··· Extracted information ···
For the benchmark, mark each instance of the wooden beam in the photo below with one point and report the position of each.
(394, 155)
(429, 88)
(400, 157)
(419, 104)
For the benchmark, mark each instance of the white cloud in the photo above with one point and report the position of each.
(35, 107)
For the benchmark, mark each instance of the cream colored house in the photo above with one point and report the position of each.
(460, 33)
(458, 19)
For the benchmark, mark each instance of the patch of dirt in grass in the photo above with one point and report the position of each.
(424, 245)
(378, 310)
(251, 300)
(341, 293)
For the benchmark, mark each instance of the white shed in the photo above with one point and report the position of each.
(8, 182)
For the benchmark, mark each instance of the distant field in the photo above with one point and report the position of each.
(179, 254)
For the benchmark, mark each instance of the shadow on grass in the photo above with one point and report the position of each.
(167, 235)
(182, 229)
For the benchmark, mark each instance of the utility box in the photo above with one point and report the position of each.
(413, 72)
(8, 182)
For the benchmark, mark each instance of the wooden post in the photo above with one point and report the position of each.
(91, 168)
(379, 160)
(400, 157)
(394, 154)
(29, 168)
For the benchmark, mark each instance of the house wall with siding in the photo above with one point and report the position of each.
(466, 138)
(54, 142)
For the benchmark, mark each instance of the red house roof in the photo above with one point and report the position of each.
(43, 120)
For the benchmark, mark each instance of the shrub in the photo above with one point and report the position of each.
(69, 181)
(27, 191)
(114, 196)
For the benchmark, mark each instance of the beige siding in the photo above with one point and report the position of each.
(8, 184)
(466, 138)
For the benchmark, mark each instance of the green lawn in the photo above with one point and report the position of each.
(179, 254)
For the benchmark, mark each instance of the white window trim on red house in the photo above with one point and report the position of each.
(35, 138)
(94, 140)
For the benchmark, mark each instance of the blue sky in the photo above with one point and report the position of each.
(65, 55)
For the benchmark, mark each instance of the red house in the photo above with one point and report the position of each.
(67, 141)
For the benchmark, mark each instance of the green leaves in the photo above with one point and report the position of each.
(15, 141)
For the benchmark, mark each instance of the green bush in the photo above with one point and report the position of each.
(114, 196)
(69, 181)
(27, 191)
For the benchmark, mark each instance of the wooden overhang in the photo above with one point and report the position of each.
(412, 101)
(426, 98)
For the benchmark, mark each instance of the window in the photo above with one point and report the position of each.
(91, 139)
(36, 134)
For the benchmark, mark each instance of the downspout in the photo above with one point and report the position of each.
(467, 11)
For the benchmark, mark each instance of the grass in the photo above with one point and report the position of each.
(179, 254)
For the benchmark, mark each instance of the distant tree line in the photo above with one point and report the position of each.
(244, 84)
···
**Work to do**
Give the complete listing a second time, exactly as it reads.

**Response to the task**
For the benchmark, mark each instance of the wooden beam in the photo below with one point and report the position of each.
(394, 155)
(429, 88)
(400, 157)
(419, 104)
For the benchmark, mark each instance of the white cloud in the photo above with one point and report the position of each.
(35, 107)
For the benchmark, mark each instance of the cream colored house in the photo above with one point and report the position of each.
(460, 33)
(458, 19)
For the benchmark, mark each instance of the patch of dirt in grass in the photo above with one point and report the position of each.
(424, 245)
(378, 310)
(251, 300)
(341, 293)
For the benchmark, mark each instance of the white shed in the photo above with one point and report the position of each.
(8, 182)
For the benchmark, mark each instance of the distant field in the photo above with one point and report the position of each.
(179, 254)
For the benchmark, mark each instance of the shadow on grass in the photo above with one point and report the position of each.
(167, 235)
(182, 229)
For the benchmark, mark each instance of the utility box in the photo above with one point and report the position of each.
(413, 72)
(8, 182)
For the benchmark, mark each instance of the wooden post in the photo above with one point and report the position of each.
(91, 168)
(379, 160)
(400, 157)
(394, 154)
(29, 168)
For the benchmark, mark each instance of the house wall with siding in the photo above with one point and report the position of each.
(466, 138)
(54, 142)
For the benchmark, mark each instance of the red house roof in the photo above with one point and report the position of each.
(43, 120)
For the benchmark, mark each instance of the shrub in the photo above with one point and report the position of each.
(69, 181)
(27, 191)
(114, 196)
For the benchmark, mark each instance of the beige siding in the photo above with one point and report the position of each.
(8, 184)
(466, 138)
For the benchmark, mark each instance of the green lawn in the photo above with one point and report the position of each.
(179, 254)
For the benchmark, mark each instance of the white window trim on red house in the photo above with one point and report the position of each.
(35, 138)
(94, 140)
For the benchmark, mark each instance of the blue sky in the photo above with one point and report the position of each.
(65, 55)
For the benchmark, mark each instance of the red house in the photo above with one point and report the position of each.
(67, 141)
For the benchmark, mark each instance of the green leaves in the photo above with one point and report the position of each.
(15, 141)
For the benchmark, mark each instance of the green bush in the photo above with one point and report the position of each.
(114, 196)
(69, 181)
(27, 191)
For the benchmark, mark each instance of the wooden overhang in the photo above with one point and report the position of each.
(412, 101)
(426, 98)
For the benchmark, mark each instance of the window in the photo above with one point and report the position of each.
(91, 139)
(36, 134)
For the benchmark, mark each instance of the downspout in the photo above with one point and report the position of each.
(467, 11)
For the benchmark, mark each instance of the grass in the photo above with one point and report the position of each.
(179, 254)
For the benchmark, mark each instance of the distant tree line in the photo above with one point and report the position of each.
(244, 84)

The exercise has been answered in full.